▶ Required tasks:
#1 In the cooking blog post, which book is the Fettucine Alfredo recipe taken from?
#2 Render this sentence from the cooking blog post in Spanish: "This will be my first time attempting to make a sorbet."
#3 Write the next part of the cooking blog post, picking up after its final sentence.

--- Start of Text section ---

Menu Plan: Weekend of 4/23

This week's menu has one theme: where's the meat?

I have abandoned my carnivorous ways, though not my general lack of interest in vegetables, for this weekend and a creamy Italian menu followed by complete and utter randomness for dessert. Here's the lineup:

Tuscan White Bean and Garlic Soup - Giada's Kitchen (Giada de Laurentiis)
Fettucine Alfredo - Everyday Italian (Giada de Laurentiis)
Snickers and Peanut Butter Muffins - How To Be A Domestic Goddess (Nigella Lawson)
Orange Sorbet

This will be my first time attempting to make a sorbet. It's a different prep process: this time, the liquid is boiled, whereas with ice cream, boiling = curdling = death. I've had mixed results with the proportions on recipes from this site, so if this sorbet is too fruity, then the next time, I'll cut back on the flavoring ingredient, whateverso it may be.

Saturday, April 16, 2011

Save the Planet: Deep-Fry Dinner

I realized as I started working on my food today that a lot of it was green. Should have saved this menu for Earth Day.

Started with the ice cream, raita and the batter for the candy bars. By now, I'm used to the heat-and-stir method for the ice cream, but ran into a snag here: bits of pistachio stuck to the back of the spoon, making it hard to tell whether the ice cream was ready to hit the water-bath or whether it was just nuttier than a fruitcake. (Fruitcake ice cream: one flavor I will *not* be trying.) I finally went for a time estimate.

Not much to talk about with the raita - a quick and easy preparation - except that I used my spice grinder to get freshly ground cumin seed and it is still spitting out almond paste. So there was probably the faintest trace of almond in my raita.

Final verdict (ice cream):
Taste is spot on; texture was ... off. I'm not sure whether it's the recipe (it calls for somewhere between 1 - 2 cups of pistachio, which is a lot of variance), I didn't blend it long enough, or I didn't cook it long enough. Good enough I'll try it again, but if it fails me a second time, I will banish it to the Wastebasket of No Return.

Final verdict (raita):
This is a very pleasant variant on a typical raita - the green grapes work very well against the sweetness of the banana - but the chunks are large enough as written that it doesn't really function *as* a raita. It's more of a hip Indian version of an ambrosia salad.

--- End of Text section ---
--- Start of Source data ---

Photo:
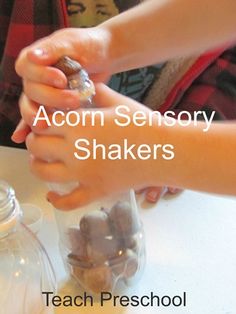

--- End of Source data ---

▶ Answer list:
#1 Everyday Italian, by Giada de Laurentiis.

#2 Esta será la primera vez que intente hacer un sorbete.

#3
Started the mise en place for the two dinner dishes and decided spur of the moment to cut out one of the four chillis, since the first time I made one of these dishes with chillis, it darn near burned my mouth off. (The fact that I was sick of cutting by that point had nothing to do with it. Honest.) Insert standard disclaimer about reduction of onion application here.

Then came the cilantro. Wow ... I had no idea what a ridiculous amount two cups of chopped cilantro was. I'm going to be finding small pieces of chopped cilantro everywhere. I wouldn't be surprised if there's some under my pillow. You can't clean up the stuff: it goes everywhere. Dust has nothing on chopped cilantro. I'm afraid I might have caused problems with the koftas because I got sick of the cilantro and didn't chop it as finely as I might. Of course, starting to form the meatballs, then realizing I'd managed to miss that ridiculous amount of cilantro and having to re-clump them to start fresh ... that might have had something to do with it.
In my defense, this was a matter of misreading, not simple forgetfulness.

At this point, I should mention that I have a new kitchen gadget. It's a massive grater that has seven different sides and sizes, from extra fine grate to slice. Already having a Lesser Grater - which is the standard cheese grater - and a Greater Grater - which is the restaurant-style winding cheese grater - this one is, perforce, the Uber Grater. The Uber Grater was used to grate the potato for the koftas.

Once in motion, all went smoothly. I put the chilli into the soup too early, but that didn't seem to do much to the flavor. Discovered when I went to blend it that I had too much soup for my blender. Started to use the immersion blender, decided that would take too long, and poured part of the soup into a standard bowl to do it in two batches. Five minutes solid of improvisational madness.

I really should get the cosmic message that I wasn't meant to fry food. Every time I try, something goes awry. In this case, the koftas weren't particularly enthuiastic about holding together, but I whipped them into shape in time to finish the lot.

Final verdict (koftas):
Decent, but not worth the effort. They were kind of flavorless, and I don't think cutting back on the chillis was the problem.

Final verdict (soup):
Same kind of thing - not much flavor. I was really surprised, considering the fact that the soup involves steeping a piece of ginger root ...

After dinner, I got out my candy bar batter. Only comment here is I got the impression from watching Five Ingredient Fix that this was a fairly runny batter. Not so: I had to practically paint the batter onto the candy bars. My dog was intensely interested in this whole process.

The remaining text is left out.